» QUOTED PASSAGE:
# # # # #

The NASL has a lot in common with MLS, and the latter has built off of the league in countless ways.
From business models to players, stadiums, and even the teams of MLS themselves, here’s how the NASL played a major role in the development of the newer league and American soccer as a whole.
Legacy Lives On
The most obvious impact the NASL has had is also one of the most simple.
Before MLS came along, the NASL had by far the most cultural impact of any soccer league in America. With the return of a major league, it made since to build off of that footprint and bring back those teams.
Look at some clubs: Vancouver Whitecaps? Won two Soccer Bowls in the NASL. Portland Timbers? Played seven seasons in the league before folding in 1982.
The San Jose Earthquakes and Seattle Sounders of MLS are also named after their NASL predecessors, along with the Tampa Bay Rowdies of the USL among other squads.
Many of those teams were actually the third or fourth franchise to carry the name of an NASL club. Commonly, a successful second tier franchise would carry a moniker from the NASL, technically dissolve, and then would be reborn as an MLS expansion team or join a new league. Examples include the Vancouver Whitecaps, Portland Timbers, and several other clubs.
In some cases, the revival wasn’t even intended. When Tulsa landed a USL club, a fan vote brought back the Tulsa Roughnecks name without the team even trying to resurrect the brand.
But the NASL hasn’t just inspired phoenix clubs. It has inspired a whole phoenix league.
The new NASL kicked off in 2011 as a second tier league featuring revivals of the New York Cosmos and Fort Lauderdale Strikers to name a few.
Unfortunately, the league was not as successful as its predecessor. The “new NASL” is currently in a state of limbo after losing its second tier status, and only time will tell if it survives.
A Tale of Two Leagues
At the time, both the NASL and MLS were and are the top level of American soccer. As such, they’re bound to have similarities.

# # # # #

Pick up the article on how the NASL shaped MLS right after its last sentence and keep it going.

[Collected data entries]
# # # # #

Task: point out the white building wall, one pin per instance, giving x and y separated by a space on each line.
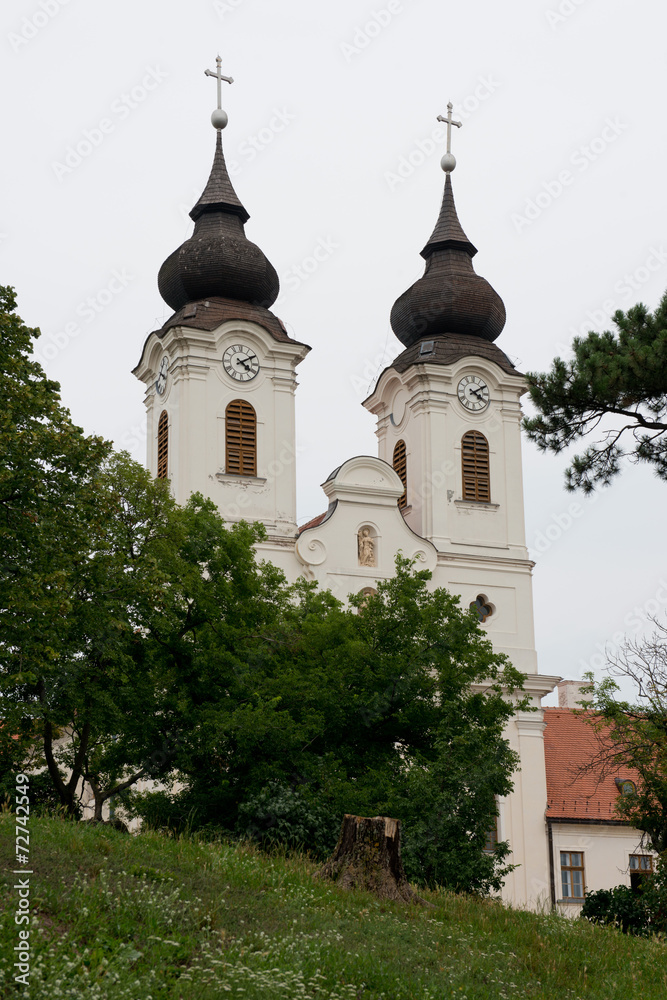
606 850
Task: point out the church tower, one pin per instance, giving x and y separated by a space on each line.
448 421
220 374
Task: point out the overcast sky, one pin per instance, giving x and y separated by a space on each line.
560 184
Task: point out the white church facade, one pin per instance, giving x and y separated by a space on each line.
445 487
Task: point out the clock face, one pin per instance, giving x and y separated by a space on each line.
240 363
161 383
473 393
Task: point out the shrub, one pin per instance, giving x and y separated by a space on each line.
635 911
279 815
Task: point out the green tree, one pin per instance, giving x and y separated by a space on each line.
633 735
393 705
615 384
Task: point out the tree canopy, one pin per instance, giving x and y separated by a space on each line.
393 705
615 384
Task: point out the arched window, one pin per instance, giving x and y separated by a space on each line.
240 439
163 445
475 459
401 469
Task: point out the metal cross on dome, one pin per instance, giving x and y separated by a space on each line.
219 77
448 161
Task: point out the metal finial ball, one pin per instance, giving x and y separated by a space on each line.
448 162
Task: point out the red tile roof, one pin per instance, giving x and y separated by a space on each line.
569 742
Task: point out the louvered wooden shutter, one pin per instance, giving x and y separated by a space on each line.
163 445
475 458
400 464
240 439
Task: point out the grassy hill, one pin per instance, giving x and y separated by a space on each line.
147 918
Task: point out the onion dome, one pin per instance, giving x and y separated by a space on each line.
218 261
450 298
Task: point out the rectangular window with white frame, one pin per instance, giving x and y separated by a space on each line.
573 884
640 867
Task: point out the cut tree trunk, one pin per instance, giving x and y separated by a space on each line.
368 856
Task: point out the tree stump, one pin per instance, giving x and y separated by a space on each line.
368 856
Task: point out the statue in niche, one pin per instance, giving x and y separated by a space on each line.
366 547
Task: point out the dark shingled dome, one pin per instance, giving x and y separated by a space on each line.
450 298
218 261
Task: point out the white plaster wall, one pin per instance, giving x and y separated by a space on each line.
606 851
197 393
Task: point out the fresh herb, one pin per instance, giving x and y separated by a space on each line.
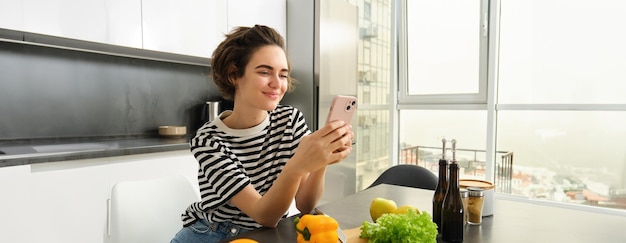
409 227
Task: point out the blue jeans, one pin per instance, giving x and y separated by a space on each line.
203 231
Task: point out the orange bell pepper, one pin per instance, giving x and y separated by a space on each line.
316 229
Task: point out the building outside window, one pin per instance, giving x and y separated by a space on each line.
518 80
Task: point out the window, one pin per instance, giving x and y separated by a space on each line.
553 91
444 40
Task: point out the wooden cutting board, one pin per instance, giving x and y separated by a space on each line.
353 235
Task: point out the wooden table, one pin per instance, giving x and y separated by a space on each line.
512 221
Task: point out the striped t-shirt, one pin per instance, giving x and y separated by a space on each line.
230 159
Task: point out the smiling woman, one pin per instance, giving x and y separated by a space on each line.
256 159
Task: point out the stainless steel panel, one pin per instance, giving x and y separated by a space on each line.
325 63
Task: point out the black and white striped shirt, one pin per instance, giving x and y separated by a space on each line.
230 159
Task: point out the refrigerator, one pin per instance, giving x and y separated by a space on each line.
322 46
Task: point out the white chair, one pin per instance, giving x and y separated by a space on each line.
148 211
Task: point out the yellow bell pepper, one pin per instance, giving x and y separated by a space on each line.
316 229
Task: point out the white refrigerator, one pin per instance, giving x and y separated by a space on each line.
322 45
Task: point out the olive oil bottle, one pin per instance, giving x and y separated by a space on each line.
452 208
442 187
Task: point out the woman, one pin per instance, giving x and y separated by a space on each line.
255 159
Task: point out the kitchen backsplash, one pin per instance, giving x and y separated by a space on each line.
55 93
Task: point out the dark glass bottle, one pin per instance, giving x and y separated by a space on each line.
452 209
441 189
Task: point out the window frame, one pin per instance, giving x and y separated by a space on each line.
406 100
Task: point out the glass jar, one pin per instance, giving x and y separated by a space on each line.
475 203
464 198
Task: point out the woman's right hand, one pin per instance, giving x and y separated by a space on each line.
326 146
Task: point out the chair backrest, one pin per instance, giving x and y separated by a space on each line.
408 175
149 211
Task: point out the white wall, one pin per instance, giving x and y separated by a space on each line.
67 201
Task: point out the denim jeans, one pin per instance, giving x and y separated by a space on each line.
203 231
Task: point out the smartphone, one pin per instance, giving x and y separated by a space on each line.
342 108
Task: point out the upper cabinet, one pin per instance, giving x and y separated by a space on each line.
189 27
116 22
192 28
11 12
272 13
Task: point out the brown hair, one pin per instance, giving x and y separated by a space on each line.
233 54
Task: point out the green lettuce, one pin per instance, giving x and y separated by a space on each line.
410 227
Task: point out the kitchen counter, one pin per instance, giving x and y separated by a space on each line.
32 152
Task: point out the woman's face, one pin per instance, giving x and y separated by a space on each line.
264 81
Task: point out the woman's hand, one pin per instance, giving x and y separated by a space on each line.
326 146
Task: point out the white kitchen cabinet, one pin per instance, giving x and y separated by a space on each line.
116 22
272 13
11 14
189 27
67 201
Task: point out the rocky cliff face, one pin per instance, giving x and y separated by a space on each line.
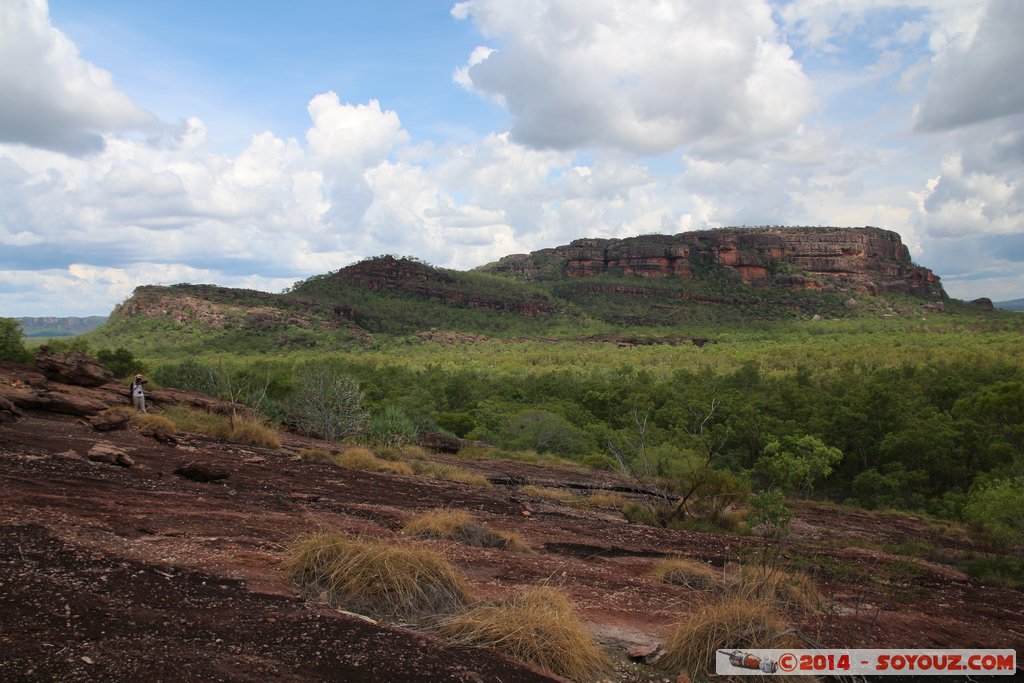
410 276
861 259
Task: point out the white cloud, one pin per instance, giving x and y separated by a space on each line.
644 77
976 71
51 97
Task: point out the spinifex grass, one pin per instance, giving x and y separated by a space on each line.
541 627
690 573
375 577
459 525
731 624
788 590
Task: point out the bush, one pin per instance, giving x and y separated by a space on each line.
997 509
686 572
373 577
547 494
240 429
121 361
11 342
733 624
452 473
540 627
459 525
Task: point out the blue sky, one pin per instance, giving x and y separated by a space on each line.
256 143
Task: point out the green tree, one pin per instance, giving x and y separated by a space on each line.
795 463
121 361
997 509
11 341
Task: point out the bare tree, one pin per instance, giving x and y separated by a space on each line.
328 404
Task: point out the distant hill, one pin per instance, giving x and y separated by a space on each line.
59 327
1014 304
589 287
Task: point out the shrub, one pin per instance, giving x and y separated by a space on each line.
689 573
788 590
391 428
121 361
638 513
540 627
11 342
997 509
731 624
373 577
240 429
459 525
547 494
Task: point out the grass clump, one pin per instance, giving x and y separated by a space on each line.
459 525
540 627
788 590
732 624
689 573
240 429
374 577
451 473
547 494
143 420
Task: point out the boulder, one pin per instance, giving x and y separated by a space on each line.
439 442
72 368
110 421
202 471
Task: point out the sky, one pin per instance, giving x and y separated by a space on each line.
257 143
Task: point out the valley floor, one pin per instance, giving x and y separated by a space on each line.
112 572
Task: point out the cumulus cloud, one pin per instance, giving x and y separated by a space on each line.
52 97
644 77
975 74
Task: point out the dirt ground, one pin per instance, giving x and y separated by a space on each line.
122 573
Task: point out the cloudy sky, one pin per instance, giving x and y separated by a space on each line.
255 143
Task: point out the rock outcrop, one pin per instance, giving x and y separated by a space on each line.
860 259
72 368
410 276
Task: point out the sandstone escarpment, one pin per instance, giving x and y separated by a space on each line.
861 259
410 276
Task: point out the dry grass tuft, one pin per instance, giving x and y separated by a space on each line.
459 525
143 420
788 590
358 459
607 501
731 624
689 573
547 494
373 577
239 429
540 627
452 473
316 456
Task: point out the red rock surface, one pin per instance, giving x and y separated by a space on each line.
114 572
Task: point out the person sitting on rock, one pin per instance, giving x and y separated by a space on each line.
137 394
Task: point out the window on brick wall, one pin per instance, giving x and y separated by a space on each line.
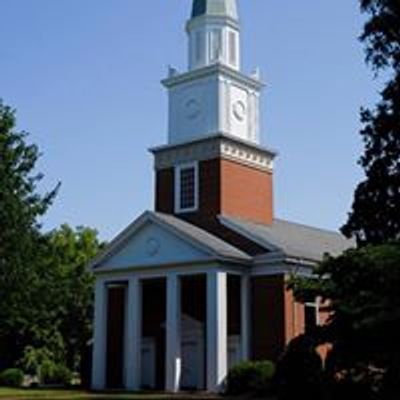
311 310
186 188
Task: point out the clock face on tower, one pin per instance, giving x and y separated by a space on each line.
239 110
192 109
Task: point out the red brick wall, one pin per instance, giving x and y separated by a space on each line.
268 317
277 317
246 192
226 188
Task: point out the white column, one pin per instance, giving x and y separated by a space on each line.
173 335
217 331
133 337
100 336
245 317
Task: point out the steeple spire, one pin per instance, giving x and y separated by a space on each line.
220 8
214 34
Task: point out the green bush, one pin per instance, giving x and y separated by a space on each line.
55 374
250 377
12 378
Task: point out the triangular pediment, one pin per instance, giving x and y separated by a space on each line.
150 242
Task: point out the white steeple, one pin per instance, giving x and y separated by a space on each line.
214 97
214 34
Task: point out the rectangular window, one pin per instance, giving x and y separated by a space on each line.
311 310
232 48
216 44
198 46
186 187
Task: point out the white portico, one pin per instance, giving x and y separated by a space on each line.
188 291
161 247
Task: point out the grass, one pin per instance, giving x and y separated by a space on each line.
39 394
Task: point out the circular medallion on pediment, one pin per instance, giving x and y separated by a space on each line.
152 246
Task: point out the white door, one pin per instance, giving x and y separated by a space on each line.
191 364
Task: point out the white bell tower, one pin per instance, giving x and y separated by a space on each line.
214 97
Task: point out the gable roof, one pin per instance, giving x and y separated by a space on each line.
217 248
291 239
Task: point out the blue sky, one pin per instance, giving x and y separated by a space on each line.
84 76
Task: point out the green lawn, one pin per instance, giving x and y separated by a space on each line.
14 394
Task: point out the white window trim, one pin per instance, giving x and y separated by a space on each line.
178 169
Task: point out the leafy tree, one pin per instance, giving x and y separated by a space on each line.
361 288
376 208
69 253
21 206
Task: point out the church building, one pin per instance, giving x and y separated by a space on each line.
187 291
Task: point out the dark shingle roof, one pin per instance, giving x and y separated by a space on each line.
292 239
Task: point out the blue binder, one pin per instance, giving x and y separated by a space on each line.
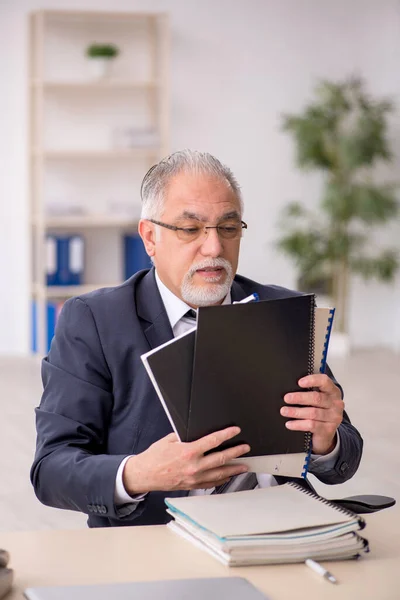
135 255
52 312
64 259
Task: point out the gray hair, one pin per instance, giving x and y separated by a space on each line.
157 178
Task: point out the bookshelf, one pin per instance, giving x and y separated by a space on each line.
91 141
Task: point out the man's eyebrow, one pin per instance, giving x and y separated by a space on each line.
233 214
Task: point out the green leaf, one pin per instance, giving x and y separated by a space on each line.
383 267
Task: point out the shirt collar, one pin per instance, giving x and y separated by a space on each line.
174 306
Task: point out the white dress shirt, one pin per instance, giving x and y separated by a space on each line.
176 310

# # # # #

» FINAL ANSWER:
Both leagues have shared a reputation as a “retirement home” for aging veterans. Think about the well-known players that both the NASL and MLS have drawn throughout their histories.
First, a look at the NASL: Pelé? Played his last match for the Cosmos. Beckenbauer? Retired after returning to the Cosmos for one last season. George Best? Retired just a few years after leaving the US. Similar stories with Johan Cyruff, Rodney Marsh, and other legends.
Now, compare it to MLS: David Beckham? Played one last season for PSG a year after leaving the LA Galaxy. Thierry Henry? Retired after his last season with the New York Red Bulls. Zlatan? Who knows what will happen with Zlatan, but he may not have too much time left in the US.
It should be noted that MLS has begun to focus on attracting and developing younger players, but it’s hard to tear down the “retirement home” image the league has given itself.
In addition, both leagues have had a focus on building up youth soccer in the US–although that looked very different in the NASL’s day.
Teams from the league would appoint players to visit schools to introduce kids to a game they’ve never heard of. On at least one occasion, students took soccer balls brought by a player and started shooting and dribbling them like basketballs. They didn’t know any better.
Now, MLS teams have full academies. The league is trying to develop a youth soccer culture on par with Europe’s, although that is a distant goal.
A huge change from nearly forty years ago.
MLS has also learned from the mistakes and limitations of the NASL.
The latter struggled with poor ownership, so MLS owns a stake in each of their teams and carefully vets all potential ownership groups.
An arms race over salaries led to many NASL clubs folding, so MLS has a salary cap to prevent that from happening.
The NASL played on football and baseball fields, which created a seemingly empty atmosphere and hurt the quality of play. Many MLS teams now have soccer specific stadiums, creating intimate and exciting environments even if attendance is the same as at what it would be at a larger field.
Over and over and over again, the story is the same. MLS built off of something the NASL did first, and usually MLS was able to do it better as a result.
Perhaps MLS would have become what it is today even without the NASL, but it surely would have been a much tougher road to get to where it is now without the foundation provided by the elder league.
When you look at all of these factors and put them all together, one thing becomes clear.
The NASL died so MLS could live.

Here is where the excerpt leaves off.